* **Exercise aim**
Without the images, write out all of the following entries exactly.
Begin Extracted material
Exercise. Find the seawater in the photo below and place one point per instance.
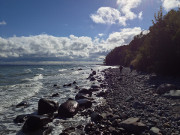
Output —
(31, 82)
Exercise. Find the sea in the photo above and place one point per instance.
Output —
(29, 83)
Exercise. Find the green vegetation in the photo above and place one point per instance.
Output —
(158, 51)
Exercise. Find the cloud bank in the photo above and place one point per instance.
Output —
(72, 48)
(170, 4)
(108, 15)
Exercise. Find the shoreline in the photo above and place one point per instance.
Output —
(133, 106)
(129, 105)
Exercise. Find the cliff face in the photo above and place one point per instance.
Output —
(158, 51)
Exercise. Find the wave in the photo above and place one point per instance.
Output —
(61, 70)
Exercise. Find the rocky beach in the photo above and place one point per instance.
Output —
(134, 103)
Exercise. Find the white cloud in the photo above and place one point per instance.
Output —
(108, 15)
(3, 23)
(123, 37)
(126, 7)
(63, 48)
(100, 34)
(140, 15)
(170, 4)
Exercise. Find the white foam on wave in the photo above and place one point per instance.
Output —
(28, 70)
(38, 77)
(60, 70)
(40, 68)
(13, 94)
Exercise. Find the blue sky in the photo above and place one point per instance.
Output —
(72, 29)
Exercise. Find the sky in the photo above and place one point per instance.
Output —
(72, 30)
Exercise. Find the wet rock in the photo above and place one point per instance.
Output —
(165, 88)
(101, 94)
(55, 85)
(46, 106)
(67, 85)
(82, 96)
(68, 109)
(76, 87)
(84, 103)
(22, 104)
(92, 79)
(69, 130)
(35, 122)
(129, 98)
(86, 91)
(55, 95)
(138, 105)
(94, 72)
(94, 86)
(21, 118)
(96, 117)
(173, 94)
(155, 131)
(74, 82)
(133, 125)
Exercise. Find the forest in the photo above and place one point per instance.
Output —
(156, 52)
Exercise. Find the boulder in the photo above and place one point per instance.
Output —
(173, 94)
(46, 106)
(82, 96)
(68, 109)
(101, 94)
(165, 88)
(21, 118)
(155, 131)
(133, 125)
(84, 103)
(86, 91)
(35, 122)
(22, 104)
(92, 79)
(67, 85)
(55, 95)
(93, 72)
(96, 117)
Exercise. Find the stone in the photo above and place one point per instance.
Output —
(96, 117)
(164, 88)
(35, 122)
(94, 72)
(101, 94)
(82, 96)
(74, 82)
(155, 131)
(21, 118)
(138, 105)
(46, 106)
(22, 104)
(133, 125)
(68, 109)
(129, 98)
(86, 91)
(84, 103)
(55, 95)
(173, 94)
(67, 85)
(92, 79)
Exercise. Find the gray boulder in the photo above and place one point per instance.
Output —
(46, 106)
(35, 122)
(68, 109)
(164, 88)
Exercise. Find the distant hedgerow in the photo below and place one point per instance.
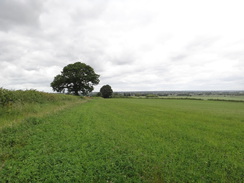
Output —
(9, 97)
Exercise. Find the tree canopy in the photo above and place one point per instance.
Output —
(106, 91)
(77, 78)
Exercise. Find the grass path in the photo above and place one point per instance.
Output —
(128, 140)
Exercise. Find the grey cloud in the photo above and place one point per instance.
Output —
(19, 13)
(201, 43)
(178, 57)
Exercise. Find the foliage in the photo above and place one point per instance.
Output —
(76, 78)
(10, 97)
(106, 91)
(140, 141)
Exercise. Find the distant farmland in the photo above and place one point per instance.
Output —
(128, 140)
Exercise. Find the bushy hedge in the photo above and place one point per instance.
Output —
(8, 97)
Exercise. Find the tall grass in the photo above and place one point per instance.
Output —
(128, 140)
(15, 105)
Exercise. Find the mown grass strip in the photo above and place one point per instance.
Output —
(128, 140)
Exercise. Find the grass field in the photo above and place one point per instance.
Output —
(128, 140)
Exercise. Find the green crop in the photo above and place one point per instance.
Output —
(128, 140)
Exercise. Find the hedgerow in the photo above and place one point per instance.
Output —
(10, 97)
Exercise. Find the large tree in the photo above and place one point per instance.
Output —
(76, 78)
(106, 91)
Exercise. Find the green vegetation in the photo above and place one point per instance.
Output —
(76, 78)
(17, 105)
(106, 91)
(128, 140)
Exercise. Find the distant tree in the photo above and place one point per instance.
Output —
(76, 78)
(106, 91)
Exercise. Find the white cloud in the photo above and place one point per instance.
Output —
(132, 44)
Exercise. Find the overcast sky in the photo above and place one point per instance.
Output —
(132, 44)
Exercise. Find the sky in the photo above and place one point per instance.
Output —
(134, 45)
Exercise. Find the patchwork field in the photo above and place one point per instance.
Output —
(128, 140)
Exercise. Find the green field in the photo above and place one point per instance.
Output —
(128, 140)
End Extracted material
* **Exercise answer**
Exercise. Find the seawater in the photo below and place one point per instance.
Output —
(31, 82)
Exercise. Find the sea in the photo above and place one point per instance.
Output —
(29, 83)
Exercise. Find the green vegetation in the photo above and place one point per instance.
Output —
(158, 51)
Exercise. Find the cloud bank in the photo above and place one point per instance.
Output —
(72, 48)
(170, 4)
(108, 15)
Exercise. Find the shoreline in the photo above and place one point per instance.
Output —
(133, 106)
(129, 105)
Exercise. Find the cliff face in the photo above and place one point per instance.
Output —
(158, 51)
Exercise. Find the wave in the photo above and place one point per instance.
Output —
(61, 70)
Exercise. Find the rocky beach in the photo above and place one point per instance.
Output —
(134, 103)
Exercise. Find the white cloud in the photo above and place one point per instance.
Output —
(108, 15)
(3, 23)
(123, 37)
(126, 7)
(63, 48)
(100, 34)
(140, 15)
(170, 4)
Exercise. Find the white foam on wave in the photo above and place one point per instance.
Output —
(28, 70)
(38, 77)
(60, 70)
(40, 68)
(13, 94)
Exercise. Find the blue sky in the photo above and place one point per instance.
Output —
(72, 29)
Exercise. Find the sky in the photo above and place one point per instance.
Output —
(72, 30)
Exercise. Find the wet rock in the photo above and place one point per instance.
Output —
(165, 88)
(101, 94)
(55, 85)
(46, 106)
(67, 85)
(82, 96)
(68, 109)
(76, 87)
(84, 103)
(22, 104)
(92, 79)
(69, 130)
(35, 122)
(129, 98)
(86, 91)
(55, 95)
(138, 105)
(94, 72)
(94, 86)
(21, 118)
(96, 117)
(173, 94)
(155, 131)
(74, 82)
(133, 125)
Exercise. Find the forest in the photo above and place one point per instance.
Output —
(156, 52)
Exercise. Find the boulder in the photo above and place one point per instance.
Output —
(173, 94)
(46, 106)
(82, 96)
(68, 109)
(101, 94)
(165, 88)
(21, 118)
(155, 131)
(133, 125)
(84, 103)
(86, 91)
(35, 122)
(22, 104)
(92, 79)
(67, 85)
(55, 95)
(93, 72)
(96, 117)
Exercise. Find the stone in the photo above and place one point per instance.
Output —
(96, 117)
(164, 88)
(35, 122)
(94, 72)
(101, 94)
(82, 96)
(74, 82)
(155, 131)
(21, 118)
(138, 105)
(46, 106)
(22, 104)
(133, 125)
(68, 109)
(129, 98)
(86, 91)
(84, 103)
(55, 95)
(173, 94)
(67, 85)
(92, 79)
Exercise. Find the gray boulder in the photo above and place one point per instance.
Output —
(46, 106)
(35, 122)
(68, 109)
(164, 88)
Exercise. Find the distant hedgerow in the photo below and place one point per instance.
Output —
(9, 97)
Exercise. Find the tree canopy in the photo above and place one point per instance.
Output —
(106, 91)
(77, 78)
Exercise. Find the grass path in the photo above and place one point per instance.
Output —
(128, 140)
Exercise. Find the grey cloud in the photo above and place one point per instance.
Output —
(19, 13)
(201, 43)
(178, 57)
Exercise. Find the foliage in the photo above and place one point per instance.
Output —
(76, 78)
(10, 97)
(106, 91)
(140, 141)
Exercise. Find the distant farmland in the photo above and place one point per instance.
Output —
(128, 140)
Exercise. Find the bushy hedge in the photo above and place one point per instance.
Output —
(8, 97)
Exercise. Find the tall grass in the photo above and place one point per instance.
Output —
(128, 140)
(15, 105)
Exercise. Find the mown grass strip in the photo above and place one point per instance.
Output —
(128, 140)
Exercise. Find the grass field in the photo above and place one point per instance.
Output —
(128, 140)
Exercise. Find the green crop in the photo above and place one point per instance.
Output —
(128, 140)
Exercise. Find the hedgerow in the photo above and place one point per instance.
Output —
(10, 97)
Exercise. Find the large tree in the photo above and place one point per instance.
Output —
(76, 78)
(106, 91)
Exercise. Find the green vegetation in the photo above and place one point per instance.
Output —
(76, 78)
(17, 105)
(106, 91)
(128, 140)
Exercise. Find the distant tree in the photo above and place one point per instance.
Output —
(76, 78)
(106, 91)
Exercise. Find the white cloud in the photo above and place one point per instance.
Output —
(132, 44)
Exercise. Find the overcast sky in the photo above and place one point per instance.
Output —
(132, 44)
Exercise. Find the sky in the photo above and place one point per instance.
Output —
(134, 45)
Exercise. Find the patchwork field in the photo above and place one point per instance.
Output —
(128, 140)
Exercise. Find the green field in the photo above and place one point per instance.
Output —
(128, 140)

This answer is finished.